--- Given request A ---
Write out, word for word, the part of the text on dynamic prmem expansion below that runs from "Implement dynamic expansion" down to "from that region.".

--- Text ---
From: "Madhavan T. Venkataraman" <[email protected]>

For some use cases, it is hard to predict how much actual memory is
needed to store persistent data. This will depend on the workload. Either
we would have to overcommit memory for persistent data. Or, we could
allow dynamic expansion of prmem memory.

Implement dynamic expansion of prmem. When the allocator runs out of memory
it calls alloc_pages(MAX_ORDER) to allocate a max order page. It creates a
region for that memory and adds it to the list of regions. Then, the
allocator can allocate from that region.

To allow this, extend the command line parameter:

prmem=size[KMG][,max_size[KMG]]

Size is allocated upfront as mentioned before. Between size and max_size,
prmem is expanded dynamically as mentioned above.

Choosing a max order page means that no fragmentation is created for
transparent huge pages and kmem slabs. But fragmentation may be created
for 1GB pages. This is not a problem for 1GB pages that are reserved
up front. This could be a problem for 1GB pages that are allocated at
run time dynamically.

--- Given request B ---
Repeat without any change everything in the listing below, from the line containing "473, row 329." down to the line containing "column 140, row 393", with both of those lines included.

--- Supplied material ---

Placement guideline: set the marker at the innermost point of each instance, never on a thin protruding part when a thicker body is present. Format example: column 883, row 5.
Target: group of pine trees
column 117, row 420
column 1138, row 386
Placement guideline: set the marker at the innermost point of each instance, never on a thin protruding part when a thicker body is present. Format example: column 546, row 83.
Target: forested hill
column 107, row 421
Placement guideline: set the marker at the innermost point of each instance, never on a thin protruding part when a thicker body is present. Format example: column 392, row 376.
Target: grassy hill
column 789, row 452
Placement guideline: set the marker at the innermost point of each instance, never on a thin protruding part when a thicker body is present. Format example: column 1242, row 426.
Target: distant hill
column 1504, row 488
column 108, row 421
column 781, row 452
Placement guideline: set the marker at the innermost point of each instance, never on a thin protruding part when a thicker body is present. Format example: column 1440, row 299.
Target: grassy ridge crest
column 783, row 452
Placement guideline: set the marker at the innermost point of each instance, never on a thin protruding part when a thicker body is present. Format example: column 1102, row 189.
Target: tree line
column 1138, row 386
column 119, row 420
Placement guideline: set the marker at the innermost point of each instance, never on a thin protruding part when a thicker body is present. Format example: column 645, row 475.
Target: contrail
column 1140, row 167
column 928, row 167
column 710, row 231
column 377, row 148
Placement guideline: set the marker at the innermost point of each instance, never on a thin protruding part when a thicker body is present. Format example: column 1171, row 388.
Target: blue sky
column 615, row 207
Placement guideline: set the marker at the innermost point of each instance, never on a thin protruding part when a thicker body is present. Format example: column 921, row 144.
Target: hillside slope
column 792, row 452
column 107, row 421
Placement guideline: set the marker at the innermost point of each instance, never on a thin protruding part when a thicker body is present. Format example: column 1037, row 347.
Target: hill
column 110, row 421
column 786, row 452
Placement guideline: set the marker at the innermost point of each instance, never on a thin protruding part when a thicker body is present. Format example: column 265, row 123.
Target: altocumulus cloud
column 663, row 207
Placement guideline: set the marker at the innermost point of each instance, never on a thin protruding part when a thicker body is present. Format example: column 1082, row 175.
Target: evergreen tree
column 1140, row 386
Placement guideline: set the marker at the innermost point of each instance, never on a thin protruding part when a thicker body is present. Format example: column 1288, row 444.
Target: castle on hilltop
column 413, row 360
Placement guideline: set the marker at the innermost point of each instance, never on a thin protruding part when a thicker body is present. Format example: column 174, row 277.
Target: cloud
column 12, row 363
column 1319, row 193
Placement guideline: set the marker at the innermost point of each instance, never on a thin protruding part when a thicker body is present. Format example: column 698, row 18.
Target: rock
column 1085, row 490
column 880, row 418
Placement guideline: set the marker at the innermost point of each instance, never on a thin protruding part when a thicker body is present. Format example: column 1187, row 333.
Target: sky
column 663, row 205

---

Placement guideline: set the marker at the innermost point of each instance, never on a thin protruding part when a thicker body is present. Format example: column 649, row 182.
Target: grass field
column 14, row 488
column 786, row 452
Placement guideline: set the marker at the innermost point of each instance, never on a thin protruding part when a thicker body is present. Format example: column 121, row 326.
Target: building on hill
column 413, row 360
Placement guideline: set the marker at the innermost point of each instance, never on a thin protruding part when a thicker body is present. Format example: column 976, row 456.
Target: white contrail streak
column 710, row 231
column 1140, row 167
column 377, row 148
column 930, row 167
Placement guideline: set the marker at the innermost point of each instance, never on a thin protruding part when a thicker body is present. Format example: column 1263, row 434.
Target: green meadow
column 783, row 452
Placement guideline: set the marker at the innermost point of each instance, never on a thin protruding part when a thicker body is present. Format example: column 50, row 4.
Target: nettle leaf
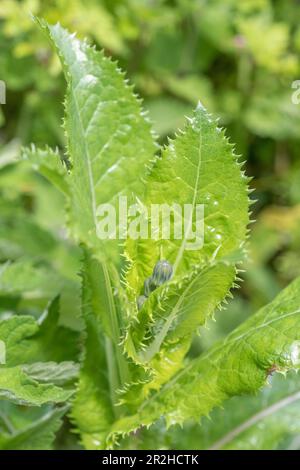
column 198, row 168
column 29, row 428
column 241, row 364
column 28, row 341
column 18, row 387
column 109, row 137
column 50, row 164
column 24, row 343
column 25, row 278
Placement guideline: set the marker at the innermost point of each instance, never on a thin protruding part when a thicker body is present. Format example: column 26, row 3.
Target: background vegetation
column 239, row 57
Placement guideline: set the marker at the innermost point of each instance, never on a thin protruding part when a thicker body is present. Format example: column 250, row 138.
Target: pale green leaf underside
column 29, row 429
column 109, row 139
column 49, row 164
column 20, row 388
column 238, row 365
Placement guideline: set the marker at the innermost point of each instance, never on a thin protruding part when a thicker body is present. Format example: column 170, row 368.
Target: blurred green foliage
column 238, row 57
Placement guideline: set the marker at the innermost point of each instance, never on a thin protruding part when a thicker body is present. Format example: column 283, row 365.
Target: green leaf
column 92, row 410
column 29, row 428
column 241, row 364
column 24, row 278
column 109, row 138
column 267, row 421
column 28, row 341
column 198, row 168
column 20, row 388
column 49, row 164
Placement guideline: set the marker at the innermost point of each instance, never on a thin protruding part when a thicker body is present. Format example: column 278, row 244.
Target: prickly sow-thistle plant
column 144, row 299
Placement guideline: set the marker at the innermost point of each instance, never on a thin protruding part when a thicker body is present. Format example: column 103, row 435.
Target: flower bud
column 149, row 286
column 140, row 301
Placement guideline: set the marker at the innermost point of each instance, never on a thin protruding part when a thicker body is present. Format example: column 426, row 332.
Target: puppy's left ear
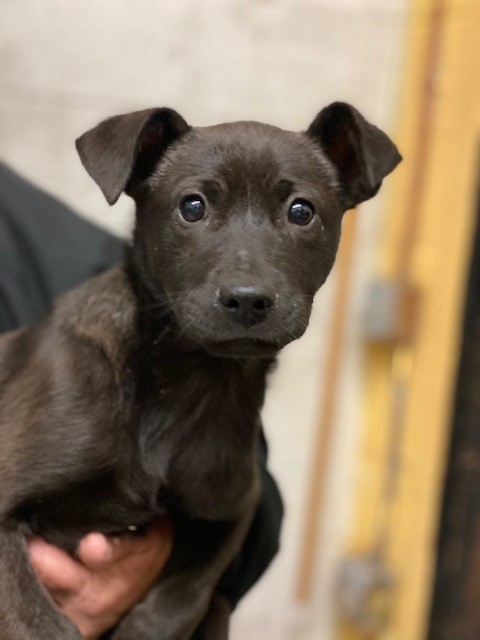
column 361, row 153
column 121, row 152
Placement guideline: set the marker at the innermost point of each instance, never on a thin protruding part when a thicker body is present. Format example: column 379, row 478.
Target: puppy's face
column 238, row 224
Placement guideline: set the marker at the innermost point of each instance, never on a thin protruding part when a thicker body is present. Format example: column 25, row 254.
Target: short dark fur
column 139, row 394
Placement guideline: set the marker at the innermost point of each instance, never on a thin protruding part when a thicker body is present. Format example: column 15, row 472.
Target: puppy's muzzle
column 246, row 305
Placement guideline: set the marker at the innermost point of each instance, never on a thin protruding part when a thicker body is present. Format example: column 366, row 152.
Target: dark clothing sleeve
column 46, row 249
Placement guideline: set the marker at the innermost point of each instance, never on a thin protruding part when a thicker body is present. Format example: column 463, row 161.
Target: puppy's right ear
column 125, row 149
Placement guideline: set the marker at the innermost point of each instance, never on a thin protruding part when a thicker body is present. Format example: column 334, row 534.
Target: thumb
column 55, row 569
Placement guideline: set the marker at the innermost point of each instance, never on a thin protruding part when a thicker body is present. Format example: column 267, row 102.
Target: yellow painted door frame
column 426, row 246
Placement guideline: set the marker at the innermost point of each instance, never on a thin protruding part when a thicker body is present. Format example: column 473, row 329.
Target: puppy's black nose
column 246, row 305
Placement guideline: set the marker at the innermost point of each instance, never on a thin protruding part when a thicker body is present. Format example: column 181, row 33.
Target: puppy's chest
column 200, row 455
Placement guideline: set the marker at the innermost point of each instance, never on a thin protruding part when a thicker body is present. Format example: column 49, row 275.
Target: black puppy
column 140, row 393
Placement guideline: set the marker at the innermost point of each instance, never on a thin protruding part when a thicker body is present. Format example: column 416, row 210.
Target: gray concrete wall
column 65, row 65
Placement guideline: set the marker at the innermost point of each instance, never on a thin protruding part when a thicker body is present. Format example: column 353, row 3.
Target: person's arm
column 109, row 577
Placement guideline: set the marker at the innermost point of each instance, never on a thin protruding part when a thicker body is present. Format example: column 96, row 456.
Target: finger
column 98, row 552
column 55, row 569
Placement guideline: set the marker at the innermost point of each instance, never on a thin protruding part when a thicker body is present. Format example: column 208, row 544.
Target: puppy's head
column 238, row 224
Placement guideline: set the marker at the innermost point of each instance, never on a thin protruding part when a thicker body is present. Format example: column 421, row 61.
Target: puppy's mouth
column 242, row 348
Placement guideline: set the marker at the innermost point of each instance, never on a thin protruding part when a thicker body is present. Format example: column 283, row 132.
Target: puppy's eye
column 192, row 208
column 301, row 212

* * *

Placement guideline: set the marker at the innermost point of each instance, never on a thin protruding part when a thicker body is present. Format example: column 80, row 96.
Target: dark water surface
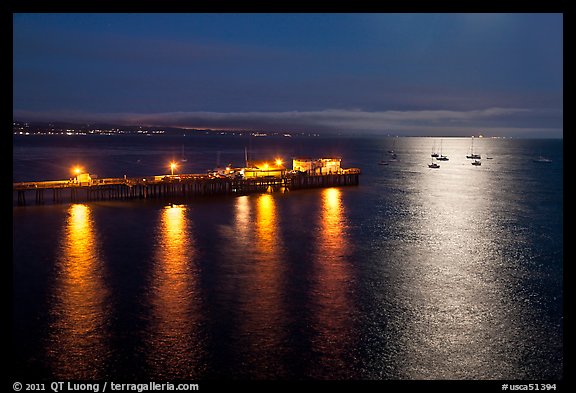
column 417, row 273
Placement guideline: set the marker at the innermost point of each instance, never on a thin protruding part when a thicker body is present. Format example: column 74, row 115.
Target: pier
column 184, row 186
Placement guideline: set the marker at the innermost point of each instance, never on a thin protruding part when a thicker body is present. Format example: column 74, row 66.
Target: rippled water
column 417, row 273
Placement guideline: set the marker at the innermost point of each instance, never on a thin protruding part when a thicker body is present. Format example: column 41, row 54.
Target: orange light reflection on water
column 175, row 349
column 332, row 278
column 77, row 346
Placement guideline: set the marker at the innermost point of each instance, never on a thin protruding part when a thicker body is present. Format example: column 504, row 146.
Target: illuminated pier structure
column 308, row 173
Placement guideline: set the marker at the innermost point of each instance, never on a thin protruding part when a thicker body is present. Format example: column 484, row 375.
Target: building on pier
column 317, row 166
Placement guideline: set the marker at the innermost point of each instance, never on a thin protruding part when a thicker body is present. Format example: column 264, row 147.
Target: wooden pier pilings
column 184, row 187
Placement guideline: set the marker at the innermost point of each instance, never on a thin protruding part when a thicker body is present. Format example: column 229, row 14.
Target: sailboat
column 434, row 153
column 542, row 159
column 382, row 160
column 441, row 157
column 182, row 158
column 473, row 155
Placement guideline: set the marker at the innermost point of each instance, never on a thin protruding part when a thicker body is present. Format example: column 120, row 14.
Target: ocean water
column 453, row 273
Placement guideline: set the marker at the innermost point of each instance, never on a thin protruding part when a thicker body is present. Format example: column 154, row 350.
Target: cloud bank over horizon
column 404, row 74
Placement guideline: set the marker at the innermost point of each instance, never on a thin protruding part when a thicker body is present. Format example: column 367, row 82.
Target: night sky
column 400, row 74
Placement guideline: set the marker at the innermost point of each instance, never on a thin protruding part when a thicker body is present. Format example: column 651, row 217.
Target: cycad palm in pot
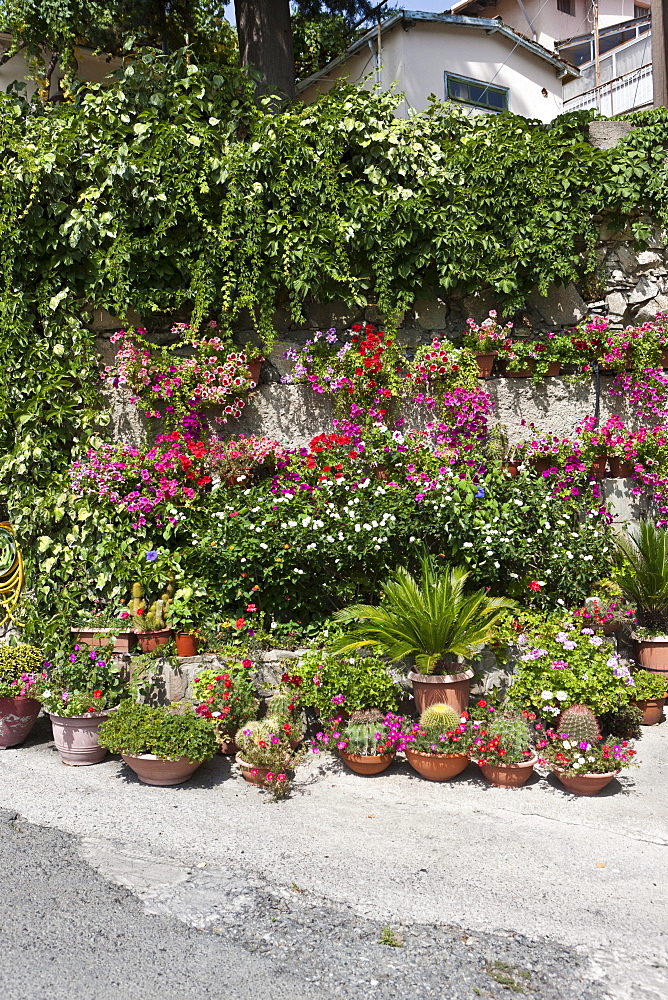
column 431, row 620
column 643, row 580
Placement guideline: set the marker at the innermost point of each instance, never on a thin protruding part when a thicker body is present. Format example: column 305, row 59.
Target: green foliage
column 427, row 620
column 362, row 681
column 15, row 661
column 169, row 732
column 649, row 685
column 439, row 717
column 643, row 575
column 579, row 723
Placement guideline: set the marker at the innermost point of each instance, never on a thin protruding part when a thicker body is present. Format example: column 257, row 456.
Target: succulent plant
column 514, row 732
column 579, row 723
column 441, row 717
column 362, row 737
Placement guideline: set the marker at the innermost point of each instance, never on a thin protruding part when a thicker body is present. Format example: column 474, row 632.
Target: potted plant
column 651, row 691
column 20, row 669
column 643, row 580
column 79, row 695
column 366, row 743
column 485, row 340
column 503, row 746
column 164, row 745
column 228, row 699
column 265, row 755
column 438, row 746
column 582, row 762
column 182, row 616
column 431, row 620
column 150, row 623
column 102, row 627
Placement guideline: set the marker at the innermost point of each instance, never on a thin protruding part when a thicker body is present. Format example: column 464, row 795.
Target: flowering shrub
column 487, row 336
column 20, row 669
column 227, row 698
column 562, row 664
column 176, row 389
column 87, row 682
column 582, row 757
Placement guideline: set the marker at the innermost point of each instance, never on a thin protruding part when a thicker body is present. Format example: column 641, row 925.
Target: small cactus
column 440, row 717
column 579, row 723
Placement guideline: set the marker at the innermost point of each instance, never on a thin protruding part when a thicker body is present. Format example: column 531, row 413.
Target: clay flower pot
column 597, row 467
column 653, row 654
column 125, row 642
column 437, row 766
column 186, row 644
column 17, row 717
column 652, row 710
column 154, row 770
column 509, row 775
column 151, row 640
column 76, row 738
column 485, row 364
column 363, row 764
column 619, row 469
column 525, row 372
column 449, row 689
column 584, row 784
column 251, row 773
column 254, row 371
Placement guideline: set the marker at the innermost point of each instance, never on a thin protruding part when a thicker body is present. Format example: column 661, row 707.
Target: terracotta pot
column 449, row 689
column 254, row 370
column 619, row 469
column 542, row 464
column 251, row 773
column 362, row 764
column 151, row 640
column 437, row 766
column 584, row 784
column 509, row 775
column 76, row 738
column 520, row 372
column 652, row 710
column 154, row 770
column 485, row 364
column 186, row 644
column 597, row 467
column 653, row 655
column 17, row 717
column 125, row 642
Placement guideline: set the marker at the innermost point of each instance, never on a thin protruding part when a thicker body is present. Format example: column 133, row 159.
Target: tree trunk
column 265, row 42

--- Full output A ---
Implement dynamic expansion of prmem. When the allocator runs out of memory
it calls alloc_pages(MAX_ORDER) to allocate a max order page. It creates a
region for that memory and adds it to the list of regions. Then, the
allocator can allocate from that region.

--- Full output B ---
Placement guideline: set the marker at the innermost point of each instance, never on a thin protruding part when a thicker body is present. Format example: column 473, row 329.
Target: puppy's black nose
column 246, row 305
Placement guideline: set the marker at the innermost point of each instance, never on a thin protruding part when a thicker body is present. Format example: column 181, row 33.
Target: puppy's chest
column 200, row 455
Placement guideline: set the marker at the innermost point of each instance, never on a thin protruding part when a thicker body is present. Format example: column 49, row 275.
Target: black puppy
column 140, row 393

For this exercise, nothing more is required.